## DATA RECORDS
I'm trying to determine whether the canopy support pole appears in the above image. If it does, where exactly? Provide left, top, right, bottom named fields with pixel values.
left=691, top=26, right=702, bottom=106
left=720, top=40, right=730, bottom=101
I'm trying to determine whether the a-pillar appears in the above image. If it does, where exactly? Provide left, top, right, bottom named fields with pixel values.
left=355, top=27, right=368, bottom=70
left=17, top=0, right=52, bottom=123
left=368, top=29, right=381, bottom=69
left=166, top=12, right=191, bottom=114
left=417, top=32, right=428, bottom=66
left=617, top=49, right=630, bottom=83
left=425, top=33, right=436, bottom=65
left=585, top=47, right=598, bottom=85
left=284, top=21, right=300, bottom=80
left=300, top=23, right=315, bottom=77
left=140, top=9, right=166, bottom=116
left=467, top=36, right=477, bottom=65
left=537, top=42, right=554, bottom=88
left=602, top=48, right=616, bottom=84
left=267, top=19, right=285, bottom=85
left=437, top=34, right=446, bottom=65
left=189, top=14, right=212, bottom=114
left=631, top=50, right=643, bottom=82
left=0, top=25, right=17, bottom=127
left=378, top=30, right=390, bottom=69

## WORK TASK
Copy out the data shown above in full. Match it exactly.

## RESPONSE BELOW
I'm trying to determine whether the canopy support pole appears in the above image. If it does, where exactly? Provide left, top, right, bottom named fields with pixel values.
left=691, top=26, right=702, bottom=106
left=720, top=40, right=730, bottom=101
I'm trying to determine whether the a-pillar appears in the above image. If it does, where exactly? Provide left, top, right, bottom named fields with pixel values.
left=355, top=27, right=368, bottom=70
left=17, top=0, right=52, bottom=123
left=368, top=29, right=381, bottom=69
left=166, top=12, right=191, bottom=114
left=417, top=32, right=428, bottom=66
left=617, top=49, right=630, bottom=83
left=425, top=33, right=436, bottom=65
left=585, top=47, right=598, bottom=85
left=284, top=21, right=300, bottom=80
left=300, top=23, right=315, bottom=77
left=140, top=9, right=166, bottom=116
left=467, top=36, right=477, bottom=65
left=537, top=42, right=554, bottom=88
left=602, top=48, right=616, bottom=84
left=267, top=19, right=285, bottom=85
left=437, top=34, right=446, bottom=65
left=189, top=14, right=212, bottom=114
left=631, top=50, right=643, bottom=82
left=0, top=25, right=17, bottom=127
left=378, top=30, right=390, bottom=69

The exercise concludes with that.